_Ringkasan Tugas_
Teruskan teks bacaan tentang komunikasi matematika dalam pembelajaran, mulai dari kalimat terakhir yang tercantum.

Berdasarkan penjelasan di atas, KBK (Depdiknas, 2002: 6) menyatakan:
“Banyak persoalan ataupun informasi disampaikan dengan bahasa matematika,
misalnya menyajikan persoalan atau masalah ke dalam model matematika yang dapat
berupa diagram, persamaan matematika, grafik, ataupun tabel. Mengkomunikasikan
gagasan dengan bahasa matematika justru lebih praktis, sistematis,dan efisien.
Begitu pentingnya matematika sehingga bahasa matematika merupakan bagian dari
bahasa yang digunakan dalam masyarakat.” Hal ini sesungguhnya telah membenarkan
laporan Cockroft sebelumnya yang menyatakan bahwa siswa harus
belajar matematika dengan alasan bahwa matematika merupakan alat komunikasi
yang sangat kuat dan berpengaruh (powerful), teliti dan tepat (concise), dan
tidak membingungkan (unambiguous).
Komunikasi
matematika dalam Pembelajaran
Kemampuan mengkomunikasikan ide, pikiran, ataupun pendapat sangatlah
penting. Seseorang tidak akan pernah mendapat gelar master atau doktor, serta
profesor sebelum ia mampu mengkomunikasikan ide dan pendapatnya secara runtut
dan sistematis dalam bentuk tesis ataupun disertasi. Secara umum, sejalan
dengan semakin kuatnya tuntutan keterbukaan dan akuntabilitas dari setiap
lembaga, kemampuan mengkomunikasikan ide dan pendapat akan semakin
dibutuhkan.
Principles and Standarts for School Mathematics, (NCTM 2000: 60)

(Data Terkumpul)

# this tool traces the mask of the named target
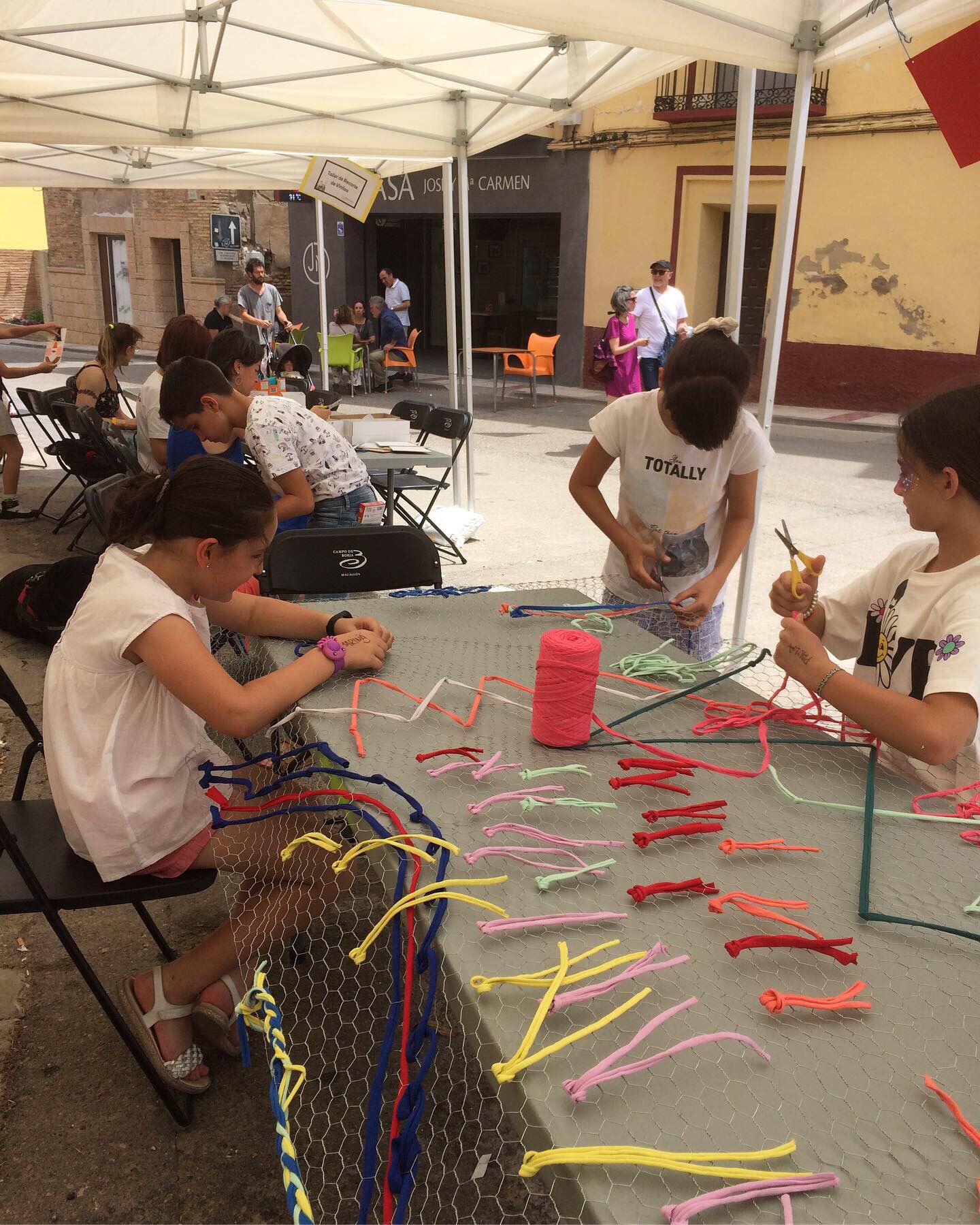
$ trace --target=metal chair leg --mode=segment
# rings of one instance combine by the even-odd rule
[[[44,909],[44,918],[50,924],[55,936],[58,936],[61,947],[65,949],[65,952],[75,963],[75,968],[85,979],[86,986],[96,997],[96,1000],[98,1000],[102,1011],[109,1018],[113,1027],[115,1028],[115,1031],[119,1034],[119,1036],[129,1047],[130,1055],[132,1055],[132,1057],[140,1065],[143,1076],[153,1085],[157,1096],[160,1099],[163,1105],[170,1112],[170,1117],[174,1120],[174,1122],[179,1123],[181,1127],[187,1127],[194,1117],[191,1099],[181,1100],[170,1089],[164,1078],[156,1069],[146,1051],[134,1038],[132,1033],[130,1031],[130,1027],[120,1016],[119,1008],[116,1008],[108,991],[102,985],[102,980],[92,969],[92,967],[88,964],[85,953],[82,953],[81,948],[78,948],[78,946],[75,943],[74,936],[65,926],[61,916],[54,909],[50,902],[47,902],[47,905],[43,904],[43,909]]]
[[[159,930],[159,927],[156,925],[156,922],[153,922],[153,916],[149,914],[149,911],[143,905],[143,903],[142,902],[134,902],[132,903],[132,909],[143,920],[143,926],[149,932],[149,935],[153,937],[153,940],[156,941],[157,948],[163,953],[163,956],[167,958],[167,960],[168,962],[175,962],[176,958],[178,958],[178,954],[167,943],[167,937],[163,935],[163,932]]]

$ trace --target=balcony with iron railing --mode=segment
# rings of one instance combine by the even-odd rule
[[[810,114],[827,114],[829,70],[815,77]],[[793,114],[796,78],[791,72],[756,74],[756,119],[784,119]],[[718,123],[734,119],[739,100],[739,69],[734,64],[698,60],[657,81],[653,114],[668,124]]]

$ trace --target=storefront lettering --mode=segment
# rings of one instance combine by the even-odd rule
[[[412,187],[412,180],[407,174],[402,175],[401,181],[398,179],[382,179],[381,180],[381,198],[387,201],[401,200],[402,196],[408,196],[409,200],[415,198],[415,191]]]
[[[477,191],[530,191],[529,174],[481,174],[469,180],[470,187]],[[423,179],[421,190],[424,196],[437,196],[442,192],[442,179],[439,175],[428,175]],[[398,196],[385,196],[386,200],[398,200]],[[414,196],[412,197],[415,198]]]

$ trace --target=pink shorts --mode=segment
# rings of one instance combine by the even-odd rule
[[[211,826],[205,826],[201,833],[195,834],[190,842],[185,842],[183,846],[178,846],[176,850],[172,850],[169,855],[164,855],[163,859],[158,859],[156,864],[141,867],[138,872],[134,872],[132,875],[162,876],[168,881],[173,880],[175,876],[183,876],[205,846],[207,846],[211,842],[212,833],[213,831]]]

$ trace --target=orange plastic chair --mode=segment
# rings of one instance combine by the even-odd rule
[[[522,379],[530,379],[530,405],[538,407],[538,379],[541,375],[551,376],[551,394],[559,398],[555,387],[555,349],[561,336],[538,336],[532,332],[528,337],[526,349],[507,349],[503,358],[503,383],[500,390],[500,398],[507,391],[507,375],[519,375]]]
[[[415,387],[419,386],[419,371],[415,366],[415,341],[421,336],[418,327],[413,327],[408,336],[407,345],[393,345],[385,354],[385,391],[388,390],[388,371],[390,370],[410,370],[412,381]],[[401,354],[396,356],[396,354]]]

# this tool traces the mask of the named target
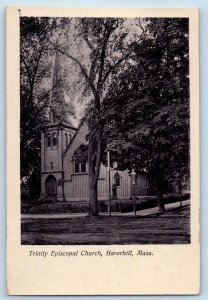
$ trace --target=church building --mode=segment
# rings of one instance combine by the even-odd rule
[[[88,201],[89,179],[88,163],[73,159],[76,149],[86,143],[87,124],[81,122],[78,128],[73,127],[64,118],[64,74],[63,57],[56,53],[50,107],[50,122],[41,132],[41,199],[54,201]],[[60,80],[60,78],[62,80]],[[54,104],[58,103],[58,110]],[[58,112],[58,115],[57,115]],[[110,180],[109,180],[110,172]],[[130,199],[133,195],[150,196],[155,194],[153,185],[147,176],[118,168],[101,165],[98,181],[98,200],[107,200],[109,190],[116,185],[117,198]],[[109,182],[110,185],[109,186]]]

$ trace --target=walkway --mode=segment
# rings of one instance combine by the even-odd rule
[[[182,207],[190,205],[190,200],[182,201]],[[166,212],[172,209],[176,209],[180,207],[180,202],[169,203],[165,205]],[[136,212],[137,216],[146,217],[151,215],[161,214],[158,210],[158,207],[147,208],[143,210],[138,210]],[[87,213],[65,213],[65,214],[22,214],[22,219],[66,219],[66,218],[80,218],[86,217]],[[101,216],[107,216],[107,213],[100,213]],[[120,212],[112,212],[112,216],[134,216],[134,212],[120,213]]]

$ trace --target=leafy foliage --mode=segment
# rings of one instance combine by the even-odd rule
[[[108,147],[121,168],[145,170],[158,188],[188,184],[188,19],[148,19],[147,30],[133,45],[135,63],[106,101]]]

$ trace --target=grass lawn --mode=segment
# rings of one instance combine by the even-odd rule
[[[190,243],[190,206],[161,215],[22,219],[23,245]]]

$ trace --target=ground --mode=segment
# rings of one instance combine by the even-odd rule
[[[152,216],[23,218],[24,245],[190,243],[190,206]]]

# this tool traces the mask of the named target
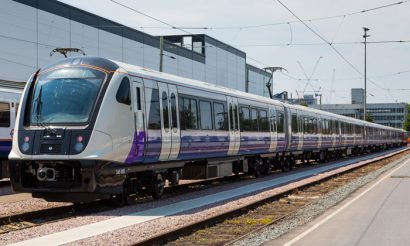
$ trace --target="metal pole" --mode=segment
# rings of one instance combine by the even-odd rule
[[[366,98],[367,98],[367,38],[370,35],[367,35],[367,32],[370,30],[367,27],[363,27],[364,30],[364,98],[363,98],[363,120],[366,120]]]
[[[164,63],[164,37],[159,37],[159,71],[162,72]]]

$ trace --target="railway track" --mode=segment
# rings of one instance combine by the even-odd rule
[[[169,186],[165,189],[164,198],[187,192],[195,192],[210,187],[216,187],[225,183],[240,181],[248,177],[249,176],[240,174],[224,178],[188,182],[180,184],[178,186]],[[137,203],[144,203],[151,200],[151,197],[141,197],[137,200]],[[63,219],[68,219],[75,216],[104,212],[119,207],[120,205],[118,205],[113,199],[84,204],[64,205],[48,209],[27,211],[24,213],[2,216],[0,217],[0,235],[11,231],[17,231]]]
[[[281,194],[247,204],[232,211],[192,223],[147,240],[135,239],[134,245],[231,245],[248,235],[272,226],[295,214],[325,194],[375,171],[410,153],[409,149],[394,152],[352,168],[342,168]],[[181,236],[182,235],[182,236]]]
[[[309,164],[300,164],[297,165],[296,169],[303,169],[304,167],[313,168]],[[284,173],[282,175],[287,175],[288,173]],[[273,173],[272,175],[277,175],[277,173]],[[245,179],[250,178],[250,176],[246,175],[237,175],[237,176],[230,176],[224,178],[216,178],[211,180],[202,180],[198,182],[190,182],[190,183],[183,183],[178,186],[170,186],[167,187],[164,193],[164,198],[176,196],[179,194],[184,194],[188,192],[195,192],[198,190],[203,190],[211,187],[216,187],[220,185],[224,185],[227,183],[232,182],[239,182]],[[292,199],[292,197],[291,197]],[[151,201],[151,198],[141,198],[137,202],[144,203],[147,201]],[[293,197],[293,203],[297,201],[295,197]],[[283,201],[282,201],[283,202]],[[254,204],[254,208],[263,204],[264,201],[261,203]],[[97,212],[104,212],[108,210],[112,210],[118,208],[119,206],[115,204],[115,201],[112,200],[105,200],[105,201],[96,201],[93,203],[86,203],[86,204],[76,204],[76,205],[64,205],[61,207],[53,207],[48,209],[36,210],[36,211],[28,211],[19,214],[7,215],[0,217],[0,235],[4,233],[8,233],[11,231],[17,231],[25,228],[30,228],[34,226],[44,225],[46,223],[56,222],[59,220],[69,219],[75,216],[84,216],[88,214],[93,214]],[[252,206],[251,206],[252,207]],[[250,207],[250,208],[251,208]],[[243,210],[244,211],[244,210]],[[242,212],[243,212],[242,211]],[[241,213],[242,213],[241,212]],[[229,216],[237,216],[237,211],[231,211],[228,214],[221,215],[220,218],[212,218],[208,222],[203,222],[204,224],[214,224],[215,221],[222,221]],[[275,217],[276,218],[276,217]],[[258,225],[260,223],[272,223],[275,218],[269,218],[267,220],[254,220],[248,221],[248,224],[255,224]],[[277,218],[276,218],[277,219]],[[198,225],[192,225],[192,227],[186,228],[186,231],[192,231],[197,228]],[[180,231],[177,231],[174,236],[167,236],[167,238],[176,238]],[[155,242],[157,239],[153,238],[152,240],[148,240],[149,242]]]

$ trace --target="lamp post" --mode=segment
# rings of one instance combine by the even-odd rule
[[[367,32],[370,30],[367,27],[363,27],[364,30],[364,98],[363,98],[363,120],[366,120],[366,91],[367,91],[367,54],[366,54],[366,46],[367,46],[367,38],[370,35],[367,35]]]
[[[271,72],[271,76],[270,76],[268,82],[266,83],[266,87],[268,88],[270,98],[273,98],[273,93],[272,93],[273,88],[272,88],[272,82],[271,82],[273,80],[273,73],[278,71],[278,70],[279,71],[282,71],[282,70],[287,71],[287,70],[283,67],[265,67],[264,70]]]
[[[168,56],[169,58],[175,60],[174,56],[169,56],[164,54],[164,37],[159,37],[159,71],[163,72],[164,67],[164,56]]]

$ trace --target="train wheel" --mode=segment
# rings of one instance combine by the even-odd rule
[[[156,176],[151,181],[151,195],[154,199],[161,198],[164,193],[165,182],[160,173],[157,173]]]
[[[290,159],[290,157],[285,158],[281,161],[282,164],[282,171],[283,172],[288,172],[292,169],[292,161]]]
[[[171,183],[171,186],[176,186],[179,184],[179,177],[180,177],[179,171],[172,171],[170,175],[170,180],[169,180],[169,182]]]
[[[135,178],[127,178],[124,182],[122,194],[117,196],[119,206],[134,205],[137,202],[137,187]]]

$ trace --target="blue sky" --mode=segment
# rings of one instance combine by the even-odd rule
[[[184,34],[181,30],[171,29],[111,0],[60,1],[148,34]],[[410,40],[410,2],[343,16],[399,1],[283,0],[289,9],[304,20],[341,15],[305,23],[327,41],[334,43],[336,50],[351,63],[349,65],[307,27],[300,22],[293,22],[296,18],[274,0],[115,1],[173,26],[206,27],[208,29],[185,30],[194,34],[208,34],[245,51],[247,62],[257,67],[286,68],[287,73],[274,76],[275,92],[287,90],[296,97],[297,94],[302,95],[303,91],[311,94],[320,88],[323,103],[350,103],[350,88],[363,87],[362,27],[370,28],[368,41]],[[401,89],[410,89],[410,42],[368,44],[367,48],[367,76],[370,79],[368,102],[409,103],[410,90]],[[309,76],[318,60],[312,80],[307,84],[301,67]]]

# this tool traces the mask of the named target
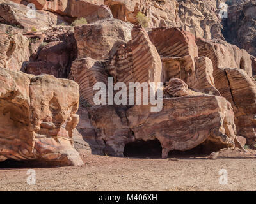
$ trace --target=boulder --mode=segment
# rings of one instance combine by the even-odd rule
[[[44,34],[27,33],[32,52],[24,71],[35,75],[49,74],[67,78],[71,63],[77,55],[76,43],[72,31],[49,30]]]

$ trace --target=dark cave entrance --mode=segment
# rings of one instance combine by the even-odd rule
[[[162,147],[157,139],[154,140],[136,140],[125,145],[124,156],[133,158],[161,158]]]
[[[0,169],[1,168],[19,168],[35,167],[33,161],[17,161],[15,159],[6,159],[0,162]]]
[[[211,141],[206,141],[204,143],[186,151],[173,150],[169,152],[168,157],[193,157],[209,156],[212,152],[219,151],[223,148],[226,148],[225,145],[216,145]]]
[[[208,157],[212,152],[219,151],[227,147],[225,145],[216,145],[211,141],[207,141],[198,146],[186,151],[173,150],[169,152],[169,158],[190,158]],[[162,147],[157,139],[143,141],[136,140],[125,145],[124,156],[132,158],[161,159]]]
[[[240,60],[240,69],[245,70],[245,61],[243,58],[241,58]]]

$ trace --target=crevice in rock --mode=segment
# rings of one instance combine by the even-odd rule
[[[154,140],[136,140],[124,147],[124,156],[134,158],[160,159],[162,147],[157,139]]]

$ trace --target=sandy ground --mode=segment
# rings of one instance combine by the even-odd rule
[[[29,168],[1,168],[0,191],[256,191],[255,159],[83,159],[83,166],[33,168],[35,185],[27,184]],[[219,184],[221,169],[227,185]]]

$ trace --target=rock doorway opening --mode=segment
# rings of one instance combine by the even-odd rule
[[[157,139],[154,140],[136,140],[125,145],[124,156],[133,158],[160,159],[162,147]]]
[[[245,62],[243,58],[241,58],[240,60],[240,69],[245,70]]]
[[[168,154],[168,157],[193,158],[208,157],[211,153],[216,152],[226,147],[225,145],[216,146],[212,142],[205,141],[204,143],[186,151],[170,151]]]
[[[0,169],[33,168],[35,166],[36,166],[36,164],[31,161],[17,161],[15,159],[6,159],[4,161],[0,162]]]

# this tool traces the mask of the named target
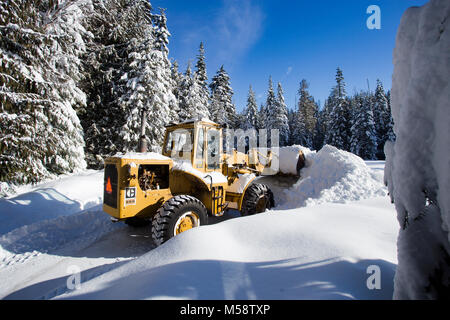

_Jawaban Akhir_
mendeklarasikan pernyatakan bahwa program pembelajaran di kelas-kelas TK sampai
SMU di Amerika Serikat harus memberi kesempatan kepada para siswa untuk:
1.
Mengorganisasi dan mengkonsolidasikan pemikiran dan ide
matematika dengan cara mengkomunikasikannya.
2.
Mengkomunikasikan pemikiran matematika mereka secara
logis dan jelas kepada teman sejawatnya, gurunya, dan orang lain.
3.
Menganalisis dan mengevaluasi pemikiran matematika
orang lain. 4. menggunakan bahasa matematika untuk menyatakan ide-ide
mereka dengan tepat.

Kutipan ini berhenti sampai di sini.